* _GIVEN INSTRUCTION_: Reproduce, word for word, the passage below on image embeddings and transfer learning.

1\. Transfer learning / data volume. If you have a small image dataset,
embedding it using an embedding trained on a much larger image dataset is
really really helpful. In our tutorial
([https://www.basilica.ai/tutorials/how-to-train-an-image-
mode...](https://www.basilica.ai/tutorials/how-to-train-an-image-model/)), we
get good results with only 2-3k animal pictures, which is only possible
because of the transfer learning aspect of embeddings.

You could do transfer learning yourself, if you have the time and expertise.
And for a domain like images, it's really easy to find big public datasets.
But long-term we're hoping to have embeddings for a lot of areas where there
_aren 't_ good public datasets, and pool data from all our customers to
produce a better embedding than any of them could alone.

2\. Ease of Use. You can take a Basilica image embedding, feed it into a
linear regression running on your laptop CPU, and get really good results. To
get equally good results on your own, you'd need to run tensorflow on GPUs.

* _SUPPLIED ENTRIES_:
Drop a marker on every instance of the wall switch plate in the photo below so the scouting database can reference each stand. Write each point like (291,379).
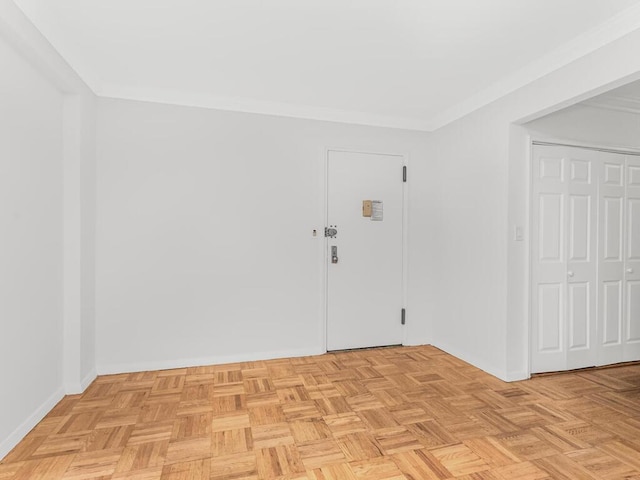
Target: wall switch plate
(518,235)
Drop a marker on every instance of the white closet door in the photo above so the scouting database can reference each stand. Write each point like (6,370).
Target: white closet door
(582,221)
(563,258)
(611,259)
(631,329)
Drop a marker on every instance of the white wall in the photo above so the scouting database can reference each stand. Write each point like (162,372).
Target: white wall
(47,203)
(204,220)
(480,309)
(585,124)
(31,272)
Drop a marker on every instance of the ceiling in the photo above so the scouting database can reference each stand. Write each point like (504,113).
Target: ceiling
(401,63)
(624,99)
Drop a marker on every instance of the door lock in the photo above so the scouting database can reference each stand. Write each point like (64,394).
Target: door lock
(334,254)
(330,232)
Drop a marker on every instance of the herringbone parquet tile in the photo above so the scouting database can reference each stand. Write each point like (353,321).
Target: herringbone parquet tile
(382,414)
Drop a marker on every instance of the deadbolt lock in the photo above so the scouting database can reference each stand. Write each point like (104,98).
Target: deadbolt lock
(334,254)
(330,232)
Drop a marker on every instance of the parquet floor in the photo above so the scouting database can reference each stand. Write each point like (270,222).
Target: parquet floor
(382,414)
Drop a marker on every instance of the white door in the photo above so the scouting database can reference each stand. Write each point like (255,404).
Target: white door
(563,257)
(632,261)
(585,258)
(364,279)
(620,259)
(611,259)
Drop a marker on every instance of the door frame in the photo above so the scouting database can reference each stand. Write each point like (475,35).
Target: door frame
(532,140)
(323,256)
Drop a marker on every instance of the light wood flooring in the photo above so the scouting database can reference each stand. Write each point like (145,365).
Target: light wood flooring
(380,414)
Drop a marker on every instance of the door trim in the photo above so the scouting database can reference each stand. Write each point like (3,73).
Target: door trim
(541,140)
(323,258)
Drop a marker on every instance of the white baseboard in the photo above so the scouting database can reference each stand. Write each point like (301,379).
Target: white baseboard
(475,361)
(75,388)
(416,342)
(25,427)
(114,368)
(517,376)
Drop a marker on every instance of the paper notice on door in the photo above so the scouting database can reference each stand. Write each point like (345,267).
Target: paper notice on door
(376,210)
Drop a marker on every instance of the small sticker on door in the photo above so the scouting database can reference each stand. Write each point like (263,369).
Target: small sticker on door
(376,210)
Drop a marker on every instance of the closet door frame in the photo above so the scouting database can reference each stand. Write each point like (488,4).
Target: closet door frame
(532,210)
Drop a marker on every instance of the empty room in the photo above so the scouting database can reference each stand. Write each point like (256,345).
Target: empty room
(320,239)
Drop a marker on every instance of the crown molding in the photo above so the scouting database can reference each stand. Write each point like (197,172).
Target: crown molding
(248,105)
(621,24)
(618,103)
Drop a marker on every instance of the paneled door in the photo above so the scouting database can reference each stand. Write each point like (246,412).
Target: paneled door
(364,254)
(619,258)
(611,257)
(585,258)
(563,258)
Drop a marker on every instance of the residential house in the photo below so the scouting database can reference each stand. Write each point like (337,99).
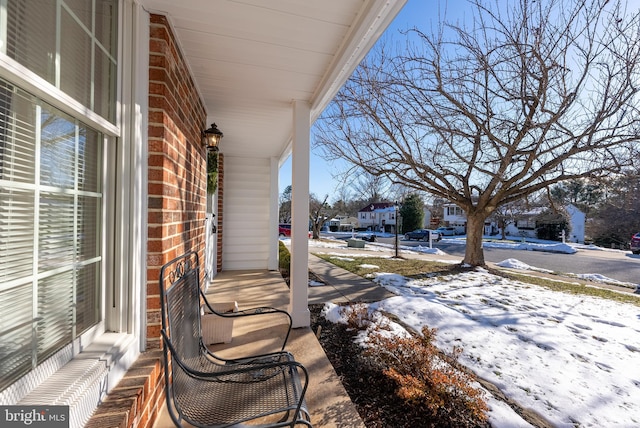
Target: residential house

* _OUTPUT BELOW_:
1\. Transfer learning / data volume. If you have a small image dataset,
embedding it using an embedding trained on a much larger image dataset is
really really helpful. In our tutorial
([https://www.basilica.ai/tutorials/how-to-train-an-image-
mode...](https://www.basilica.ai/tutorials/how-to-train-an-image-model/)), we
get good results with only 2-3k animal pictures, which is only possible
because of the transfer learning aspect of embeddings.

You could do transfer learning yourself, if you have the time and expertise.
And for a domain like images, it's really easy to find big public datasets.
But long-term we're hoping to have embeddings for a lot of areas where there
_aren 't_ good public datasets, and pool data from all our customers to
produce a better embedding than any of them could alone.

2\. Ease of Use. You can take a Basilica image embedding, feed it into a
linear regression running on your laptop CPU, and get really good results. To
get equally good results on your own, you'd need to run tensorflow on GPUs.